▶ Excerpts from segmentation records:

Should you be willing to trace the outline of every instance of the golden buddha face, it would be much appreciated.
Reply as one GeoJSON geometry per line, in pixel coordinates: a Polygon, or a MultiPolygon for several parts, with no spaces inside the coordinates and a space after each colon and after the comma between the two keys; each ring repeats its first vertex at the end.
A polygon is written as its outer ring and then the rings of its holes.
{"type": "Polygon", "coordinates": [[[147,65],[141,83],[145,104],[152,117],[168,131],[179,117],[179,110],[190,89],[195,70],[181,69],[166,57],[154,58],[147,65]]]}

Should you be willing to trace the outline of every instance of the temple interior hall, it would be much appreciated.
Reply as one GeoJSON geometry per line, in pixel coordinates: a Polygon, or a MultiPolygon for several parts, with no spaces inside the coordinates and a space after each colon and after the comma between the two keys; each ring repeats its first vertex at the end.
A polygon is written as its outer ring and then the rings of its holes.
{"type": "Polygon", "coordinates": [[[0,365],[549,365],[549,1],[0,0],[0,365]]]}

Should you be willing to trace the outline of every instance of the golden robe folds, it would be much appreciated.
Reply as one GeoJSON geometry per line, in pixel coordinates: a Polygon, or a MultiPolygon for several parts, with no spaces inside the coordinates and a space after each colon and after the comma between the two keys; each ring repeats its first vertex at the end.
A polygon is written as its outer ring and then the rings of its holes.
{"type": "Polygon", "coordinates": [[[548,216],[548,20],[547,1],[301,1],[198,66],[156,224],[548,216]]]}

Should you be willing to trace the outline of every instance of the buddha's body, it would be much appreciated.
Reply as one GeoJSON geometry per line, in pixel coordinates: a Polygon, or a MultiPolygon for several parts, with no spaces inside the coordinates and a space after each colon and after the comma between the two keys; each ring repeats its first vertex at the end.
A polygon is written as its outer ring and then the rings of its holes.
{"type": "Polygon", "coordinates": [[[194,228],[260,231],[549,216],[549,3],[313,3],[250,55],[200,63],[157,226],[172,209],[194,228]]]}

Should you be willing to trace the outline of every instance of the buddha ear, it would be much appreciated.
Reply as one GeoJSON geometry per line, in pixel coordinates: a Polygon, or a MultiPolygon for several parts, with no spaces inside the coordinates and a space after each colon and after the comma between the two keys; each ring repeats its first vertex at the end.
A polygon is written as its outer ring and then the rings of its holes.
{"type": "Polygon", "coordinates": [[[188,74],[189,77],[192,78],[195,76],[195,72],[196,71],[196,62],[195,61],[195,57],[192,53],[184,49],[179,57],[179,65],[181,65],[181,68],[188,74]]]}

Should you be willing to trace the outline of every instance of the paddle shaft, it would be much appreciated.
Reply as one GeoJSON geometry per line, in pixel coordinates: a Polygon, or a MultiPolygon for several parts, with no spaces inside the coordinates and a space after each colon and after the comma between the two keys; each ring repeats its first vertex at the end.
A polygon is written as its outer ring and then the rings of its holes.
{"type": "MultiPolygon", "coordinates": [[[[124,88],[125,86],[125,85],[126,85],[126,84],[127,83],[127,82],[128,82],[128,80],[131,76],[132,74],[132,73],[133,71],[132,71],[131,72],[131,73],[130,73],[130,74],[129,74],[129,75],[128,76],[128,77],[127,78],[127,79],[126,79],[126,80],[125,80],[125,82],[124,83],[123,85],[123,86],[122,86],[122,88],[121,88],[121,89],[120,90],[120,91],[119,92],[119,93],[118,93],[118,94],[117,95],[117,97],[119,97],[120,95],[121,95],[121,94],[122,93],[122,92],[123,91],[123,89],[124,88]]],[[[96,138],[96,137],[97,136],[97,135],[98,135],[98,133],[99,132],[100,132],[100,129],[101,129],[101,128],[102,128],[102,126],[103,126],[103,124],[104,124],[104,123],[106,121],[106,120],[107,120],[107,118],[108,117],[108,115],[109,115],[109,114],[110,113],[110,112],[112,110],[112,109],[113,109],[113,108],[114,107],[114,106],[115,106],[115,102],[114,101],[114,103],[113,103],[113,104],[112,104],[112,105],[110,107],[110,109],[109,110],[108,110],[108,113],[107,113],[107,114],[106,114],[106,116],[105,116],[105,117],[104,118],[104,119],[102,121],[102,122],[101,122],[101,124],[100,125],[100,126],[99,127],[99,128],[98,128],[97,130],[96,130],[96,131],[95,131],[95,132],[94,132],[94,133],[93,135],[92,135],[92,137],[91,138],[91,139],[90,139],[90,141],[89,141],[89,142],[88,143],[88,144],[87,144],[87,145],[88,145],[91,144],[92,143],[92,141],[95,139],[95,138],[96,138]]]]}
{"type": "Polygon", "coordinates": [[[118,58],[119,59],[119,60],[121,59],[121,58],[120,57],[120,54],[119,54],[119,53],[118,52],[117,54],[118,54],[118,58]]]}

▶ What the task requires: Print the records above in full, exactly.

▶ Final result:
Should you be willing to trace the outline of every instance of the golden buddha face, it would be much appreciated.
Reply as one GeoJSON geometry per line, in pixel coordinates: a Polygon, or a MultiPolygon for several parts, with no spaces inside the coordinates and a space after each colon and after the comma between the two keys; each ring repeats its first vertex at the end.
A polygon is written as its outer ring and then the rings of its holes.
{"type": "Polygon", "coordinates": [[[147,65],[141,83],[145,104],[152,117],[168,131],[179,117],[179,110],[190,89],[195,70],[181,69],[166,57],[154,58],[147,65]]]}

Should you be willing to trace the outline of every instance of the temple interior hall, it would be much appreciated.
Reply as one GeoJSON geometry per line, in pixel coordinates: a Polygon, or a MultiPolygon for several parts, with no spaces inside the coordinates and a space after each colon and after the comma between the two keys; each ring repeats its first vertex at the end.
A polygon is written as its outer ring and then the rings of its holes.
{"type": "Polygon", "coordinates": [[[0,365],[549,365],[549,1],[0,0],[0,365]]]}

Should you be willing to trace the outline of every instance of the golden robe folds, it would be much appreciated.
Reply as one GeoJSON geometry per line, in pixel coordinates: a Polygon, or a MultiPolygon for several parts, with no spaces inside the coordinates and a space after each colon and after the comma between the two keys; each ring repeats its first vertex at the end.
A polygon is written as its outer ring and then the rings of its holes.
{"type": "Polygon", "coordinates": [[[548,216],[548,20],[547,1],[301,1],[198,66],[156,224],[548,216]]]}

Should you be willing to trace the outline of every instance of the buddha's body, it would be much appreciated.
Reply as one GeoJSON geometry per line, in pixel coordinates: a Polygon, or a MultiPolygon for several parts, with no spaces inside the coordinates and a space after each colon and after the comma between the two keys; each ring repeats its first vertex at the end.
A polygon is written as its outer ring and then the rings of its holes.
{"type": "Polygon", "coordinates": [[[194,228],[260,231],[549,216],[549,3],[313,3],[250,55],[200,63],[157,226],[172,209],[194,228]]]}

Should you be willing to trace the outline of every instance of the buddha ear, it would be much appreciated.
Reply as one GeoJSON geometry per line, in pixel coordinates: a Polygon, or a MultiPolygon for several parts, with no spaces inside the coordinates and a space after each colon and after the comma between the two keys; each ring repeats its first vertex at the end.
A polygon is written as its outer ring and then the rings of its holes.
{"type": "Polygon", "coordinates": [[[188,74],[189,77],[192,78],[195,76],[195,72],[196,71],[196,62],[195,61],[195,57],[192,53],[184,49],[179,57],[179,65],[181,65],[181,68],[188,74]]]}

Should you be willing to trace the outline of every instance of the paddle shaft, it would be much appreciated.
Reply as one GeoJSON geometry per line, in pixel coordinates: a Polygon, or a MultiPolygon for several parts, with no spaces inside the coordinates and a space after each colon and after the comma between the two keys; each ring repeats its first vertex at the end.
A polygon is written as its outer ring and then the rings of its holes.
{"type": "MultiPolygon", "coordinates": [[[[124,88],[125,86],[125,85],[126,85],[126,84],[127,83],[127,82],[128,82],[128,80],[131,76],[132,74],[132,73],[133,71],[132,71],[131,72],[131,73],[130,73],[130,74],[129,74],[129,75],[128,76],[128,77],[127,78],[127,79],[126,79],[126,80],[125,80],[125,82],[124,83],[123,85],[123,86],[122,86],[122,88],[121,88],[121,89],[120,90],[120,91],[119,92],[119,93],[118,93],[118,94],[117,95],[117,97],[119,97],[120,95],[121,95],[121,94],[122,93],[122,92],[123,91],[123,89],[124,88]]],[[[96,138],[96,137],[97,136],[97,135],[98,135],[98,133],[99,132],[100,132],[100,129],[101,129],[101,128],[102,128],[102,126],[103,126],[103,124],[104,124],[104,123],[106,121],[106,120],[107,120],[107,118],[108,117],[108,115],[109,115],[109,114],[110,113],[110,112],[112,110],[112,109],[113,109],[113,108],[114,107],[114,106],[115,106],[115,102],[114,101],[114,103],[113,103],[113,104],[112,104],[112,105],[110,107],[110,109],[109,110],[108,110],[108,113],[107,113],[107,114],[106,114],[106,116],[105,116],[105,117],[104,118],[104,119],[102,121],[102,122],[101,122],[101,124],[100,125],[100,126],[99,127],[99,128],[98,128],[97,130],[96,130],[96,131],[95,131],[95,132],[94,132],[94,133],[93,135],[92,135],[92,137],[91,138],[91,139],[90,139],[90,141],[89,141],[89,142],[88,143],[88,144],[87,144],[87,145],[88,145],[91,144],[92,143],[92,141],[95,139],[95,138],[96,138]]]]}
{"type": "Polygon", "coordinates": [[[118,58],[119,59],[119,60],[121,59],[121,58],[120,57],[120,54],[119,54],[119,53],[118,52],[117,54],[118,54],[118,58]]]}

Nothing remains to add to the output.